THE REQUEST: Convert the records below into a Markdown table with the columns Row and Line. Put one line of the records in each row with its row number, and skip blank lines.

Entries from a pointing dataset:

·····

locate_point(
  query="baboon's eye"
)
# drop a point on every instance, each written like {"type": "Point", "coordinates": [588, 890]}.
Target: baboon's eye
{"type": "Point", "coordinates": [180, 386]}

·····

TASK RESULT:
| Row | Line |
|---|---|
| 1 | locate_point( |
| 2 |   query="baboon's eye" |
| 3 | ) |
| 4 | # drop a point on every instance, each written like {"type": "Point", "coordinates": [588, 890]}. |
| 5 | Target: baboon's eye |
| 6 | {"type": "Point", "coordinates": [180, 386]} |